### Your instructions
Each line of the data below that contains "floor" must be copied.

_ _ _ _ _

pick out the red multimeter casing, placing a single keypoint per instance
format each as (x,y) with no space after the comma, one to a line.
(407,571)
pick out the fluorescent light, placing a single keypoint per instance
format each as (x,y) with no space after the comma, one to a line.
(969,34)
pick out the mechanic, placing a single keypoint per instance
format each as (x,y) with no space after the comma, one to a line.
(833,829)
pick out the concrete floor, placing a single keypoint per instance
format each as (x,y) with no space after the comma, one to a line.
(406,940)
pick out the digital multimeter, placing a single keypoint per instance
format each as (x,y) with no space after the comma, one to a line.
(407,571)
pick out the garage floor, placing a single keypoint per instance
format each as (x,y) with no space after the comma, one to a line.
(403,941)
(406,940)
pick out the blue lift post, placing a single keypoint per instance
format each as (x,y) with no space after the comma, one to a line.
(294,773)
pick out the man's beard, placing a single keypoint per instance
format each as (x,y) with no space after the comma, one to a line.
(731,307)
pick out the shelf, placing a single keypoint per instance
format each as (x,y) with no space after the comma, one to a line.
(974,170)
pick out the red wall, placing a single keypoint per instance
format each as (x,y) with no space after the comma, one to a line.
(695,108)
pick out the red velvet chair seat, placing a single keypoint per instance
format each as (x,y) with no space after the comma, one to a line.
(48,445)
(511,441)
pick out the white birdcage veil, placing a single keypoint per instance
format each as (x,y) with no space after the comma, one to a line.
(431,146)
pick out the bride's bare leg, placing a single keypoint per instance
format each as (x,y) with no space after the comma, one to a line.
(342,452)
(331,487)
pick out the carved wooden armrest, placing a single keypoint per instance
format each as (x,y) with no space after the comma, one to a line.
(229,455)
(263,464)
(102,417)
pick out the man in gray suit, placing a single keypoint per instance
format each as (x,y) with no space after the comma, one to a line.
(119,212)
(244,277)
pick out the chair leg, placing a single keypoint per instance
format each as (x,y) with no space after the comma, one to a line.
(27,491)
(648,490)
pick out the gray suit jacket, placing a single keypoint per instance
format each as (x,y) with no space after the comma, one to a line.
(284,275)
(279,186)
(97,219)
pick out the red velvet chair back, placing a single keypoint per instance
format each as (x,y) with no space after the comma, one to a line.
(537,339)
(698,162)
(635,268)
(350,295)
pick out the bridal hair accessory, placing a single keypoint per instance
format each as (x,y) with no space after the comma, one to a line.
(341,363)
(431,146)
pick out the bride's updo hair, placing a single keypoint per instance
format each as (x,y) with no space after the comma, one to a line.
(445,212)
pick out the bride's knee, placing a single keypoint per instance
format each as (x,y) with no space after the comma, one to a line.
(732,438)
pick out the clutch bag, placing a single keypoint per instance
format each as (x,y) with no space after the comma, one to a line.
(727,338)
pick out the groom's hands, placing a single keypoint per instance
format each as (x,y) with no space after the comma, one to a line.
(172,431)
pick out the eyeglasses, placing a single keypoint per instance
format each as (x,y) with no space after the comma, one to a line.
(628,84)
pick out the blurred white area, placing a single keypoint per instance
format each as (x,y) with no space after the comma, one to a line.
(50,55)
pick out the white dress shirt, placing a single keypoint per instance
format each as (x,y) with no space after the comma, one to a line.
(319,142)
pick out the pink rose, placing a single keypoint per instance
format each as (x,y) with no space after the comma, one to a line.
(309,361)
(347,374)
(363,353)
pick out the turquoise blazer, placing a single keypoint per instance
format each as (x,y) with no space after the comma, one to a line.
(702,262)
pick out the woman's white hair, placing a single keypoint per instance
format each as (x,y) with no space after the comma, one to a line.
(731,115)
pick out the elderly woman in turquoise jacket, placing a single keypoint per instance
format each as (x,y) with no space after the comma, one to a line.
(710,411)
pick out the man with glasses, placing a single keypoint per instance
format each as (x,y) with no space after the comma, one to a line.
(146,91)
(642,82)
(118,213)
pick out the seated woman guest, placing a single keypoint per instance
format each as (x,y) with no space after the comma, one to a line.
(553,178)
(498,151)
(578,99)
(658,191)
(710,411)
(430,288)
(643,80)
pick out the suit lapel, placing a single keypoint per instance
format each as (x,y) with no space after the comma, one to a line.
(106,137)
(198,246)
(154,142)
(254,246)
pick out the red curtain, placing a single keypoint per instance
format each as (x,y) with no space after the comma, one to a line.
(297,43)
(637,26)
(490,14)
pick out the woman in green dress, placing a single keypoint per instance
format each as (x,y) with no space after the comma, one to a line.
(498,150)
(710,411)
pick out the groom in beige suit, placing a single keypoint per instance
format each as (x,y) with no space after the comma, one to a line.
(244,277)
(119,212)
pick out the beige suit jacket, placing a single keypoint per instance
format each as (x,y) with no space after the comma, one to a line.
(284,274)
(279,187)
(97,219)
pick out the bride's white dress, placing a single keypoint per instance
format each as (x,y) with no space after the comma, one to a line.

_ _ _ _ _

### Result of this task
pick out the concrete floor, placing a single keypoint per instance
pick out the garage floor, placing a single keypoint per instance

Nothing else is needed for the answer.